Instructions to follow:
Revise the passage in the text on the Seila Law case below, starting with "Amy Howe wrote" and going on through "since its creation.", and write it out again with "judges" in place of "justices".
-------- Document extract --------
At issue in the case, Seila Law LLC v Consumer Financial Protection Bureau, is (1) whether the 2010 Dodd-Frank Act’s:

…vesting of substantial executive authority in the Consumer Financial Protection Bureau, an independent agency led by a single director, violates the separation of powers; and (2) whether, if the Consumer Financial Protection Bureau is found unconstitutional on the basis of the separation of powers, [the portion of the Dodd-Frank Act that established the agency] can be severed from the [rest of that statute].

The powers and independence given to the director of the CFPB under the Dodd-Frank Act are extraordinary. Once appointed by the president to a five year term and confirmed by the Senate, the director cannot be fired by the president unless it is “for cause,” meaning that the director could not be removed for pursuing policies counter to the president’s agenda.

A ruling is expected by June of 2020, which could place the issue at the center of the presidential election. The agency was the brainchild of Sen. Elizabeth Warren (D-MA), who is currently either leading or tied with former Vice President Joe Biden in most national polls for the 2020 Democrat presidential nomination.

Amy Howe wrote on Friday at SCOTUSblog:

The dispute is not merely an academic one: If the justices agree that the restrictions violate the doctrine known as the separation of powers – the idea that the Constitution divides the different functions of government among the executive, judicial and legislative branches – their ruling could potentially unravel all the CFPB’s decisions in the nine years since its creation.

The case now before the court was filed by Seila Law, a law firm that provides, according to its briefs, “a variety of legal services to consumers, including assistance with the resolution of consumer debt.” When the CFPB began an investigation into whether Seila had violated federal telemarketing laws, it sought information and documents from the firm. Seila objected to the request. It argued that the structure of the CFPB is unconstitutional because the bureau is headed by a single director, who has significant power but can only be removed by the president “for cause” – that is, for a very good reason.

The U.S. Court of Appeals for the 9th Circuit conceded that Seila’s argument was “not without force,” but it ultimately concluded that the Supreme Court’s cases point in the other direction. Although the director can only be removed for cause, the court of appeals reasoned, that restriction does not “impede the President’s ability to perform his constitutional duty to ensure that the laws are faithfully executed.”

The current director of the CFPB, Kathy Kraninger, has publicly stated that she believes it is unconstitutional that the president does not have the authority under the law to fire her or any future director without a specific cause.
-------- Record set --------
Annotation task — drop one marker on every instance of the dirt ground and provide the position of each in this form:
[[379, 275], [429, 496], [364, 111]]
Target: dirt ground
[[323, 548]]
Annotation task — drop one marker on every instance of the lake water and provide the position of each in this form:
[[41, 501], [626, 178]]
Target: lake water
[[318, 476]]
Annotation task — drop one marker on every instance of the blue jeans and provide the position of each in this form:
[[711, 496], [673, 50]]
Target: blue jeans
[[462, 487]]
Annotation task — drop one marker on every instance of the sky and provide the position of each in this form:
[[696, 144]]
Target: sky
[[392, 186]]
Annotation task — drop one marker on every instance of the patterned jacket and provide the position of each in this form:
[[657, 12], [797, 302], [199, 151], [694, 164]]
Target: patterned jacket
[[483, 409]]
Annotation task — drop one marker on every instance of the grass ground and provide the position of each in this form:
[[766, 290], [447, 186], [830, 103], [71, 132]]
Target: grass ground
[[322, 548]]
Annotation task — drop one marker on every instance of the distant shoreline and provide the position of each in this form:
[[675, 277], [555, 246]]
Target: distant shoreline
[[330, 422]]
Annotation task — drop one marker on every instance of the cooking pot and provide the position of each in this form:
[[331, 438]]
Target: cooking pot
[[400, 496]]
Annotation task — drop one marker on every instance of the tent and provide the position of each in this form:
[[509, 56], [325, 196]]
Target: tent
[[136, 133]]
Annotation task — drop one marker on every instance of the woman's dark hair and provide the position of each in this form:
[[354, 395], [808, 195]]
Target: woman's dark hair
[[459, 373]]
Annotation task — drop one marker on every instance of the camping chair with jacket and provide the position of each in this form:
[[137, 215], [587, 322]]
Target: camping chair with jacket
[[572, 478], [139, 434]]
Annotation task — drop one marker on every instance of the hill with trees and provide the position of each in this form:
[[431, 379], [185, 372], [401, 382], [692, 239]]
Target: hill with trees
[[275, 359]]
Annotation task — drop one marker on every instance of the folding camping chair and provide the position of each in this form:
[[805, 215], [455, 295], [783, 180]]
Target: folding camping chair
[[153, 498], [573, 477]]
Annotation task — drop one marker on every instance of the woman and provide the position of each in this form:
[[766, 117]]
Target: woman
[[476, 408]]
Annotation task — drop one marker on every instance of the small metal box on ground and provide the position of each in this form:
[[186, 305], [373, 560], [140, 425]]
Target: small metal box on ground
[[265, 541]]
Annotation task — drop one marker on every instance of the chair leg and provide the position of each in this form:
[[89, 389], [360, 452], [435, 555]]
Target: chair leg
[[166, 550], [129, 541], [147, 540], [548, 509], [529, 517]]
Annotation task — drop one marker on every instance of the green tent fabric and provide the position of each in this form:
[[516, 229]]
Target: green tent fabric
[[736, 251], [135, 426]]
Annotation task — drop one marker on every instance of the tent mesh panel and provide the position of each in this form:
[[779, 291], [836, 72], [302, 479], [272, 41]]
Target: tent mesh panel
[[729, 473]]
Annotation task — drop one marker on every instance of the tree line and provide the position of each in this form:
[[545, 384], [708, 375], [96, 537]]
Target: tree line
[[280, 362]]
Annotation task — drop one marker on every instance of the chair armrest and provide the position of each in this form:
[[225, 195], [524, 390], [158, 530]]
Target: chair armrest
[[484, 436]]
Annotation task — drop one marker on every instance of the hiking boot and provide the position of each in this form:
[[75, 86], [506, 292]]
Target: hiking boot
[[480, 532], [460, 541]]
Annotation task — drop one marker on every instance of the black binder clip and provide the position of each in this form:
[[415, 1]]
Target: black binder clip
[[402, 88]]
--------
Written solution:
Amy Howe wrote on Friday at SCOTUSblog:

The dispute is not merely an academic one: If the judges agree that the restrictions violate the doctrine known as the separation of powers – the idea that the Constitution divides the different functions of government among the executive, judicial and legislative branches – their ruling could potentially unravel all the CFPB’s decisions in the nine years since its creation.